- What the task asks
Below are records; reproduce exactly the lines from the one that has "Target: blue sky" through the one that has "[ ] locate the marble frame", ends included, and nothing more.

──────── Working data

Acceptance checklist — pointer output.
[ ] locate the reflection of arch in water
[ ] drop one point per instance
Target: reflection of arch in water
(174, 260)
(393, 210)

────────────────
──────── Working data

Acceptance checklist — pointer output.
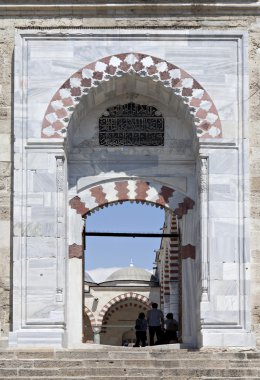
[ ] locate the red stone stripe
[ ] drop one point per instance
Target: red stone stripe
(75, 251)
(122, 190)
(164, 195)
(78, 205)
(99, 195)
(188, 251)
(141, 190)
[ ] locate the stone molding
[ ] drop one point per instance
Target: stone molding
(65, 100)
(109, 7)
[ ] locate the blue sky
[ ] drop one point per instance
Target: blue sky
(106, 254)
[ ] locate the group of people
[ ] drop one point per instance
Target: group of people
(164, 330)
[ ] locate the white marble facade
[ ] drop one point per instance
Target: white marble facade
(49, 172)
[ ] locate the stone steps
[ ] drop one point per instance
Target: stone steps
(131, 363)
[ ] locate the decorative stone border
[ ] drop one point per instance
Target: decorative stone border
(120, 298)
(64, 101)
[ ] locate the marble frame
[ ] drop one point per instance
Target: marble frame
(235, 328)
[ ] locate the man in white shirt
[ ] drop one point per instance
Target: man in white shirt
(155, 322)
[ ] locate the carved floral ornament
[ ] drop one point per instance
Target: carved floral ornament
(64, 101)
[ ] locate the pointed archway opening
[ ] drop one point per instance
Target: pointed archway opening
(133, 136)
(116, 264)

────────────────

- Exercise answer
Target: blue sky
(106, 254)
[ ] locate the group of people
[ ] drop one point per instance
Target: group of people
(164, 330)
[ ] locate the white marble facade
[ ] drop one point per instance
Target: white marble facade
(49, 172)
[ ] locate the stone steps
[ ] drop one point per instance
Target: stone steps
(131, 363)
[ ] locate the decorative stone border
[ ] drop one point per instance
Target: decorative stone border
(120, 298)
(64, 101)
[ ] locate the marble frame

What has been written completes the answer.